**Records shown:**
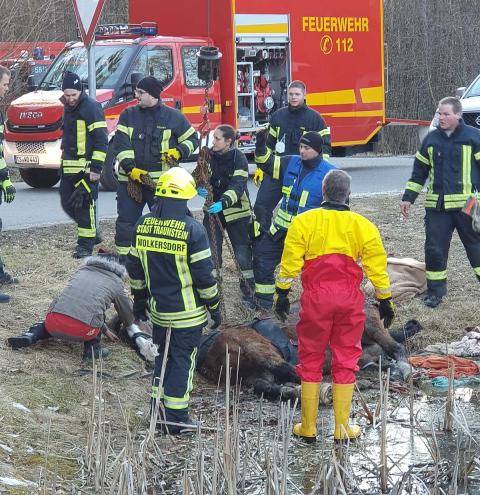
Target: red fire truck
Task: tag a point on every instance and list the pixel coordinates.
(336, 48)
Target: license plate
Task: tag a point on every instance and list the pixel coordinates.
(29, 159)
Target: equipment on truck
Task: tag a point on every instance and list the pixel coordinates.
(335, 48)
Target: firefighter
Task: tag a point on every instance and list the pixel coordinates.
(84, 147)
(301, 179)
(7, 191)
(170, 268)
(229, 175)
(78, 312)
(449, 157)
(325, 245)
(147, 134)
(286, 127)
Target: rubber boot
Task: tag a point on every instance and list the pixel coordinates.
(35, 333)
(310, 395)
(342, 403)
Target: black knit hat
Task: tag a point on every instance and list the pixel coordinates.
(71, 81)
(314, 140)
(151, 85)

--

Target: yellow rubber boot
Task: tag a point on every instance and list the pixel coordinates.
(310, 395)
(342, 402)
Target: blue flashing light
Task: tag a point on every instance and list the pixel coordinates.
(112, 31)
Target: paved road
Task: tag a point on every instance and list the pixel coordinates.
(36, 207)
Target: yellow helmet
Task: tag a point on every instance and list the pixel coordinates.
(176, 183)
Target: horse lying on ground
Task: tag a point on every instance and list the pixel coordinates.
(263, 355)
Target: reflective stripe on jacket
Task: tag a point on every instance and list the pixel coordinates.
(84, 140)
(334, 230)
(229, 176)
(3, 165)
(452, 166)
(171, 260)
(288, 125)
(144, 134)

**Do this:**
Which lines in the material above contain the word "truck"? Pick out each of them and copy it in full.

**Response to the task:**
Target: red fire truck
Target: equipment on truck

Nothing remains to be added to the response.